[Assignment]: Copy the article about the Navy veteran's false war stories, starting at the words "William Goehner can’t" and stopping after "getting things right.". Swap "iceberg" for "glacier" in that stretch.

William Goehner can’t get a punchline right (it’s “hare”-line not “headline”, come on, bruh).
And apparently, that’s just the tip of the iceberg when it comes to him getting things right.
According to the San Francisco-Oakland-San Jose-area ABC 7 I-TEAM, the 89-year-old Santa Clara, California man has been telling tall tales about his heroic deeds as a Navy sailor for years — the Library of Congress included — and getting away with it, going so far as claiming that he’s the second-most-decorated military serviceman in World War II.
He says he met Patton in Sicily.
Lie.
He claims he went on “suicide missions” with the Underwater Demolition Team (a group that predated the Navy SEALs), lost most of his men, wiped out nearly all of the German submarine fleet in the Baltic Sea and earned the Navy Cross, three Silver Stars and four Purple Hearts for all of it.
Lie. Lie. Lie. Lie. Lie. Lie … (losing track here, plus it sounds like someone’s singing a Simon & Garfunkel song)
“The worst one was in the North China Sea,” he told the I-TEAM. “Got stuck down below in the ship and it burned up and I woke up four hours later on a hospital ship.”
More from them:
He added that he was the youngest lieutenant commander ever to serve in the Navy, “I went through the Navy there and ended up to be a lieutenant commander at 19,” he said. “Hollywood heard about it and made a movie about me, Richard Widmark played me.”
Goehner claimed he was a consultant on the movie The Frogmen, and that he became so famous that even a renowned general sought him out.
He wasn’t. Nope. No.
The truth? He was a seamen first class in the United States Navy during World War II. He was not a lieutenant commander. Ever.
According to the Freedom of Information Act, Goehner received no awards of valor, despite the fact that his “stories” were documented by the U.S. government back in 2004 as part of a million dollar undertaking known as the Veterans History Project — accounts that were eventually cataloged in the Library of Congress.
Once again, from the I-TEAM:
In his interview, Goehner said, “I got a bullet here and it came out between two ribs.” The recording and its Library of Congress listing convinced a reporter for the Gilroy Dispatch and Morgan Hill Times to write a glowing feature in 2013 on Goehner called, “The Original Navy SEAL.”
“I tracked him down in Morgan Hill after reading a newspaper article written about him in Morgan Hill,” said United States Air Force veteran Brian Shiroyama.
Shiroyama was so impressed after meeting Goehner that he brought him to the USS Hornet Museum’s Director of Education Heidi Schave, who didn’t think to check Goehner’s records.
“I apologize, I’m just shocked as anyone else,” she said. “That’s not our policy here at all to promote any fraud at all, this is the first of my knowledge.
Goehner’s own son told the I-Team that he heard the same war stories all his life and it’s a shock. He’s trying to figure out what this means for the family.

[Available data]:
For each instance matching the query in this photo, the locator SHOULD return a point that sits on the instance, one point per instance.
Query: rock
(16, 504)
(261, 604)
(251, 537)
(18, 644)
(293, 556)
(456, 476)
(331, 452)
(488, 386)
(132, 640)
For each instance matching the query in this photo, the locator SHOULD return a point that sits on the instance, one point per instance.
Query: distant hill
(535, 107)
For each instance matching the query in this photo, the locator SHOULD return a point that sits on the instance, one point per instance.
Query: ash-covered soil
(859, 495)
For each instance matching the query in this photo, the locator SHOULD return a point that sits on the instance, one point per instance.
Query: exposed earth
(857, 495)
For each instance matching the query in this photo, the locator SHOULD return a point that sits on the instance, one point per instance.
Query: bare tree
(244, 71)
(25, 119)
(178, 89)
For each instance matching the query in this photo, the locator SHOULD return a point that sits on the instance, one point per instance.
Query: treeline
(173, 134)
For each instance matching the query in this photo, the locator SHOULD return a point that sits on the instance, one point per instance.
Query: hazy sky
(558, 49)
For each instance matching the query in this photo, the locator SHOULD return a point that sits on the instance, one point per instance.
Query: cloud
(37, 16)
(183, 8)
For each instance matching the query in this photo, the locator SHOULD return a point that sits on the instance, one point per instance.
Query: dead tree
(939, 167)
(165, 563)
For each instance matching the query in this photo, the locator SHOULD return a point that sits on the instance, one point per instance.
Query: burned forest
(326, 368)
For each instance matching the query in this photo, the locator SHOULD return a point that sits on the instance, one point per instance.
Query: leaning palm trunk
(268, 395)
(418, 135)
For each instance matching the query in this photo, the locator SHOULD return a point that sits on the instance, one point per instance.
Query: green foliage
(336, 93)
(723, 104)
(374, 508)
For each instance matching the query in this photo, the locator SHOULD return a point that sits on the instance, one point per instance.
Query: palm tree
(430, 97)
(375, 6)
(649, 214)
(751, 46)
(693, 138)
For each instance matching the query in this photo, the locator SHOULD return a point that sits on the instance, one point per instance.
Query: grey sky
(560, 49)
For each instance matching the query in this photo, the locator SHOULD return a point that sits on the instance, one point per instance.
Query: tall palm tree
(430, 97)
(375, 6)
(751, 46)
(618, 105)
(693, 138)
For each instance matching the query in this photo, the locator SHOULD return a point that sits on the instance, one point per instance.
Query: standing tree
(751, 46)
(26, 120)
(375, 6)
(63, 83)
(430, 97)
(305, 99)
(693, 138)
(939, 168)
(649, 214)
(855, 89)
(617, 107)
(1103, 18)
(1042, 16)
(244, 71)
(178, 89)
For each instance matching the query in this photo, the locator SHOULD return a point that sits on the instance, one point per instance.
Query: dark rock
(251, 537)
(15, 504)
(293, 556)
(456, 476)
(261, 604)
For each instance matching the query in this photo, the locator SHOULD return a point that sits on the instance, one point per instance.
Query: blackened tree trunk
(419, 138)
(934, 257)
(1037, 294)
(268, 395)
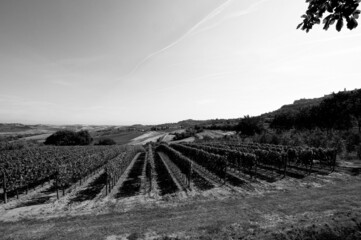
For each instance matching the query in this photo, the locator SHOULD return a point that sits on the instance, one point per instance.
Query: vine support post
(57, 188)
(4, 188)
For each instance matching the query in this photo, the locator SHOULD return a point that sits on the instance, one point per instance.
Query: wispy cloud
(203, 102)
(11, 100)
(211, 15)
(234, 15)
(62, 83)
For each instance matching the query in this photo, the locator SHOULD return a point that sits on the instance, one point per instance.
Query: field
(177, 192)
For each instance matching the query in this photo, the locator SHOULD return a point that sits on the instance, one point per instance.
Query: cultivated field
(208, 190)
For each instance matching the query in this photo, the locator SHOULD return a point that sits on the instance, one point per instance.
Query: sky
(122, 62)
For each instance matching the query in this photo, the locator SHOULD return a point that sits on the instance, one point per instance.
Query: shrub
(69, 138)
(106, 141)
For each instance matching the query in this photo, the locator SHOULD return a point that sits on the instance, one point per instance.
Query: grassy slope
(215, 219)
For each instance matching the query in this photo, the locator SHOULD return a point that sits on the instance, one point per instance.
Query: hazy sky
(155, 61)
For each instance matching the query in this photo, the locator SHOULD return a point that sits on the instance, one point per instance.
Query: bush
(69, 138)
(106, 141)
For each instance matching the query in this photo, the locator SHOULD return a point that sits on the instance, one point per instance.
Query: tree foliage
(69, 138)
(249, 126)
(341, 111)
(338, 11)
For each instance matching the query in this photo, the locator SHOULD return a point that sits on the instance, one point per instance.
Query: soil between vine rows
(164, 179)
(201, 183)
(92, 190)
(131, 185)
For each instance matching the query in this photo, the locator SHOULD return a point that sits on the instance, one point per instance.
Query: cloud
(62, 83)
(203, 102)
(241, 13)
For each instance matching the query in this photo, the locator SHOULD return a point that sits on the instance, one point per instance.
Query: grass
(306, 213)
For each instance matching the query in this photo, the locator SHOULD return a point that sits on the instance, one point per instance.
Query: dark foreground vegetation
(69, 138)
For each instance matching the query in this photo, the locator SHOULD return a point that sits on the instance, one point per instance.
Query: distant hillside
(296, 106)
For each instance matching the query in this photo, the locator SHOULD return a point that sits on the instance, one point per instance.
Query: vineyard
(198, 182)
(154, 170)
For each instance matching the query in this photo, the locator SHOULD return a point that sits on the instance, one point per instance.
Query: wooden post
(4, 188)
(57, 189)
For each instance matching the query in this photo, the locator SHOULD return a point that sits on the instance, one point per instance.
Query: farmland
(218, 180)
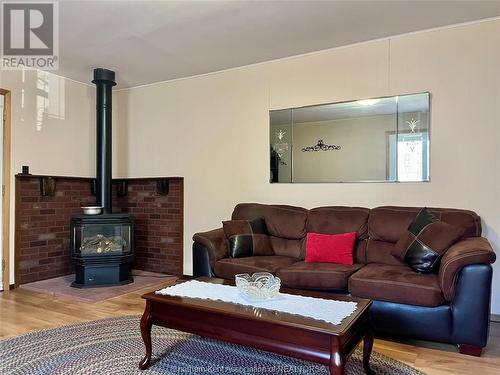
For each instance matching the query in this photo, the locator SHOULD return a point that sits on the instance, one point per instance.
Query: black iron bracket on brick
(163, 186)
(47, 186)
(121, 187)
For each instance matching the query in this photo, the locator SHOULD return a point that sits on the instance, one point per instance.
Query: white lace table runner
(330, 311)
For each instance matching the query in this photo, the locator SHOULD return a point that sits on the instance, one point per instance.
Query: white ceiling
(151, 41)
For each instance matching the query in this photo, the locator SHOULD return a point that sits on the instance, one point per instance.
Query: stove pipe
(104, 80)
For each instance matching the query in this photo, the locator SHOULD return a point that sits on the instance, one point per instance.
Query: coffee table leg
(146, 324)
(337, 359)
(367, 351)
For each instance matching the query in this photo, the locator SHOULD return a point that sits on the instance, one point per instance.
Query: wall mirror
(374, 140)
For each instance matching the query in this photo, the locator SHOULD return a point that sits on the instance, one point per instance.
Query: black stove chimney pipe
(104, 80)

[Written solution]:
William Goehner can’t get a punchline right (it’s “hare”-line not “headline”, come on, bruh).
And apparently, that’s just the tip of the glacier when it comes to him getting things right.